**RECORD SET**
--- BEGIN ---

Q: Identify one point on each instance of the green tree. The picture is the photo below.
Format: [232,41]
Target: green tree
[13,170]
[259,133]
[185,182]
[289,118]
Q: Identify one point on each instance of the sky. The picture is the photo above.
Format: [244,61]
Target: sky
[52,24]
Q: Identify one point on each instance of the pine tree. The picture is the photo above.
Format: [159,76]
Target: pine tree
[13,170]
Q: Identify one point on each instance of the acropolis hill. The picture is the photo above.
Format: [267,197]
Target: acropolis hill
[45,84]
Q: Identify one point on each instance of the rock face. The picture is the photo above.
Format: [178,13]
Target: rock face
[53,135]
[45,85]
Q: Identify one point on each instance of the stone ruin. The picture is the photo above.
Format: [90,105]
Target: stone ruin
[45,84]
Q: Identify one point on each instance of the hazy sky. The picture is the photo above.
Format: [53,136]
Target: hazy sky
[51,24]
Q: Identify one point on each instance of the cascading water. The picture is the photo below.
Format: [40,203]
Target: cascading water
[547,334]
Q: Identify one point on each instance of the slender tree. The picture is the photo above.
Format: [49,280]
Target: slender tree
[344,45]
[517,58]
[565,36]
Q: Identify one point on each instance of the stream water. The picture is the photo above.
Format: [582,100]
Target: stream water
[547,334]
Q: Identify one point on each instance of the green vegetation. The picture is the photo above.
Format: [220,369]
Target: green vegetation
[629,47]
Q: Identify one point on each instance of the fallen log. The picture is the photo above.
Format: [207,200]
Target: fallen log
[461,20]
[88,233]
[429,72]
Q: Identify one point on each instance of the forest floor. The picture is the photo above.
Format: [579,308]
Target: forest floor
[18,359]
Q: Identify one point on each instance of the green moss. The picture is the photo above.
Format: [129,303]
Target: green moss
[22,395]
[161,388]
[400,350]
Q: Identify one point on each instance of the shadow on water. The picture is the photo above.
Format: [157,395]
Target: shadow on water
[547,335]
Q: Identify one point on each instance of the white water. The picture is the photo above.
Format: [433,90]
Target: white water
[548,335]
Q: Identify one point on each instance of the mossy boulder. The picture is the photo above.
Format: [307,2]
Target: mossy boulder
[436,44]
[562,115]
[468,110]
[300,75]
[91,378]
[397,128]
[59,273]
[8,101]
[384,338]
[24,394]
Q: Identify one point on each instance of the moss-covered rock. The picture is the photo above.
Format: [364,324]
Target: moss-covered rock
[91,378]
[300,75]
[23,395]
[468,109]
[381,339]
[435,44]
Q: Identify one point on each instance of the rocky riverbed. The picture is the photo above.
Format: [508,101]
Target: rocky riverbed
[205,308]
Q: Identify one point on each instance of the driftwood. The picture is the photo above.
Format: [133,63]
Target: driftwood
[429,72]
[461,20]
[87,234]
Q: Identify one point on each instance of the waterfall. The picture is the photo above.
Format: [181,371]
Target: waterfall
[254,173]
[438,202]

--- END ---

All of the entries should be written out again exactly.

Q: Identify one point on each instance of the green tree. The picture is the photo below.
Format: [232,41]
Target: green tree
[13,170]
[259,133]
[185,182]
[289,118]
Q: Identify one point on each instance of the sky. The picture is the photo above.
Format: [244,61]
Target: sky
[52,24]
Q: Identify one point on each instance of the pine tree. The picture is the photo above.
Format: [159,76]
Target: pine tree
[13,170]
Q: Identify one point on each instance of the acropolis hill. The picture is the photo above.
Format: [267,197]
Target: acropolis hill
[45,84]
Q: Identify one point on each instance of the rock face. The picture is the photo above.
Format: [178,13]
Target: rock face
[53,135]
[45,85]
Q: Identify one point on each instance of the stone ruin. The picture is the photo above.
Format: [90,105]
Target: stone ruin
[45,84]
Q: Identify one point on each instance of the hazy sky. The picture is the photo above.
Format: [53,136]
Target: hazy sky
[51,24]
Q: Identify one point on each instance of the cascading water. The picture is the photo below.
Format: [40,203]
Target: cascading water
[547,334]
Q: Identify one point on each instance of the slender tree. The picture is the photo above.
Format: [49,280]
Target: slender tree
[344,45]
[517,58]
[565,36]
Q: Identify one point on each instance of the stream water. The picture is the photo above.
Format: [582,100]
Target: stream water
[547,334]
Q: Identify one point on each instance of the green vegetation. The picture is the photo above.
Format: [220,369]
Target: green vegetation
[629,47]
Q: Identify one point on each instance of the fallen log. The picture is the photo above.
Format: [207,200]
Target: fallen log
[461,20]
[88,233]
[429,72]
Q: Identify one point on each instance of the forest floor. The picture is the photo above.
Format: [579,308]
Target: forest floor
[18,359]
Q: Identify one point on each instance of the green moss. The picture is the photo above.
Format: [129,303]
Target: green moss
[22,395]
[161,388]
[400,350]
Q: Identify one point on each instance of the shadow on water. The picture is the photo above.
Format: [157,395]
Target: shadow on water
[547,335]
Q: Identify one point on each instance of the white water. The picture is the photo above.
Format: [433,90]
Target: white water
[548,335]
Q: Identify one point on each instance of the mossy boulder. The picture is the photo above.
Format: [307,2]
Target: mossy boulder
[436,44]
[562,115]
[468,110]
[300,75]
[91,378]
[397,128]
[59,273]
[8,101]
[384,338]
[24,394]
Q: Identify one point on each instance of the moss-covered rock. The picture is the photo above.
Format: [364,324]
Target: moss-covered rock
[91,378]
[300,75]
[23,395]
[468,109]
[381,339]
[435,44]
Q: Identify one point on each instance of the rocky riverbed. The picture is the photo above.
Format: [508,101]
Target: rocky riverbed
[205,308]
Q: Identify one point on each instance of the driftwood. The picture is the photo above.
Format: [133,63]
Target: driftwood
[429,72]
[461,20]
[87,234]
Q: Identify one point on each instance of the waterfall. The picture is the photo above.
Format: [181,371]
Target: waterfall
[254,173]
[438,202]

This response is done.